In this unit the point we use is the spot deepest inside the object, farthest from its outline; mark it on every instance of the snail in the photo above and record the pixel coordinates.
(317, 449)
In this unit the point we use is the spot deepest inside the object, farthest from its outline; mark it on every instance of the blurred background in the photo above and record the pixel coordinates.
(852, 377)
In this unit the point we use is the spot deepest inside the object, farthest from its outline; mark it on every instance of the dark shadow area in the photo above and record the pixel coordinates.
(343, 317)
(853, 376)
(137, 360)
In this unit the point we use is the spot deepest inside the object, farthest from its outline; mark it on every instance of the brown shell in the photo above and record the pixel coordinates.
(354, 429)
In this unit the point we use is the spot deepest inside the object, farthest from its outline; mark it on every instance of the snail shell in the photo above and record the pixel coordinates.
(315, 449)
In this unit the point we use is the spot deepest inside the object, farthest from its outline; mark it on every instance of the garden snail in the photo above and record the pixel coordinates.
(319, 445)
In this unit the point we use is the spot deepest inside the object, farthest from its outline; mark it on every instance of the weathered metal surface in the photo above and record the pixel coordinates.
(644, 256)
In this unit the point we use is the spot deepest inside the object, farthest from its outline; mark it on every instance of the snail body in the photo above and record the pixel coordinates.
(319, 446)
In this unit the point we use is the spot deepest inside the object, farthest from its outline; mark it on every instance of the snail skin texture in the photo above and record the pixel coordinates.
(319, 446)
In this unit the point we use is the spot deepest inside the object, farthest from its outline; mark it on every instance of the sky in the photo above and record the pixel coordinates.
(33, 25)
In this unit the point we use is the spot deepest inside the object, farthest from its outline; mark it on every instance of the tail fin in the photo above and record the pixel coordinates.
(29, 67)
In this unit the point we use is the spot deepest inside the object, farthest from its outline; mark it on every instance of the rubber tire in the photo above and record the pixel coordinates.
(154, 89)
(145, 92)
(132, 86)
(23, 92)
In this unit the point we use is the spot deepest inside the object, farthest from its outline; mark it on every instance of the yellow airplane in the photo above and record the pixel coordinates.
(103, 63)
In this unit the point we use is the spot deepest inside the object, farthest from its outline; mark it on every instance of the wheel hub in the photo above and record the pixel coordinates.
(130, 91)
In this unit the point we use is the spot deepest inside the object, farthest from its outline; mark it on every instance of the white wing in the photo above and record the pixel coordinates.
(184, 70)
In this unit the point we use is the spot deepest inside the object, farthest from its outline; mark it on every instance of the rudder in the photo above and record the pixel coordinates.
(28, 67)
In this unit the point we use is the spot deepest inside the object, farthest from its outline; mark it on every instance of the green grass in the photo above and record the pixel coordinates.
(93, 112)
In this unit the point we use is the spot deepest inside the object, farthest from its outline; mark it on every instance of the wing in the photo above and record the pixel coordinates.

* _Directive_
Rewrite all of the material above with "pixel coordinates" changed to "x and y positions" wherever it appears. Keep everything else the same.

* _Answer to this task_
In this unit the point we use is the spot deepest inside the object, farthest from its outline; mark it on every instance of the snail in the photo above and record the x and y positions.
(317, 449)
In this unit the point we use is the spot deepest inside the object, farthest from its outline; mark it on every instance of the blurred background in the photo above and record the x and y positions.
(852, 377)
In this unit the point we use is the spot deepest inside the object, farthest from its outline; mark it on every instance of the dark shadow area in the photo above and record the x and y positions.
(343, 317)
(853, 376)
(137, 360)
In this unit the point we use is the spot deepest inside the object, farthest from its outline; mark it on every instance of the brown shell in the photo above and record the x and y positions.
(354, 429)
In this unit the point we use is the spot deepest inside the object, farthest from its outline; mark it on every instance of the snail shell in the photo above and record the x and y positions.
(315, 449)
In this unit the point we use is the spot deepest inside the object, farthest from its outline; mark it on every instance of the garden snail in the photo above and record the x and y positions.
(319, 445)
In this unit the point we use is the spot deepest inside the object, farthest from its outline; mark it on every instance of the weathered metal surface in the photo above and record the x and y positions.
(644, 256)
In this unit the point we use is the spot deepest inside the object, farthest from its outline; mark it on every instance of the snail body in the photo above and record the x and y positions.
(319, 446)
In this unit the point we use is the spot deepest inside the object, farthest from its outline; mark it on every instance of the snail skin texture in the photo above and record the x and y positions.
(319, 446)
In this unit the point we use is the spot deepest inside the object, farthest from its outline; mark it on every instance of the sky in the photo above and record the x and y positions.
(33, 25)
In this unit the point we use is the spot deepest inside the object, farthest from its outline; mark it on every instance of the tail fin in the photo above and record the x and y positions.
(29, 67)
In this unit the point we use is the spot deepest inside the object, farthest from its outline; mark it on every instance of the rubber tire in the photo above and record the x and y positions.
(154, 89)
(145, 92)
(132, 86)
(23, 92)
In this unit the point we use is the spot deepest inside the object, farthest from its outline; mark it on every instance of the yellow airplane in the photo above and record the x and y positions.
(103, 63)
In this unit the point we use is the spot deepest inside the object, farthest from its outline; mark it on every instance of the wheel hub in the photo above and record the x and y positions.
(130, 91)
In this unit the point we use is the spot deepest inside the object, farthest from its outline; mark it on every instance of the white wing in the photo above and record the x and y positions.
(184, 70)
In this unit the point we use is the spot deepest inside the object, farthest from its outline; mark it on every instance of the rudder in the photo above and record the x and y positions.
(28, 67)
In this unit the point we use is the spot deepest inside the object, farthest from its outline; mark it on every instance of the green grass in the photo above and record the x and y positions.
(93, 112)
In this unit the point we use is the spot deepest inside the object, farthest from its outline; mark it on every instance of the wing in the photo above and record the x and y positions.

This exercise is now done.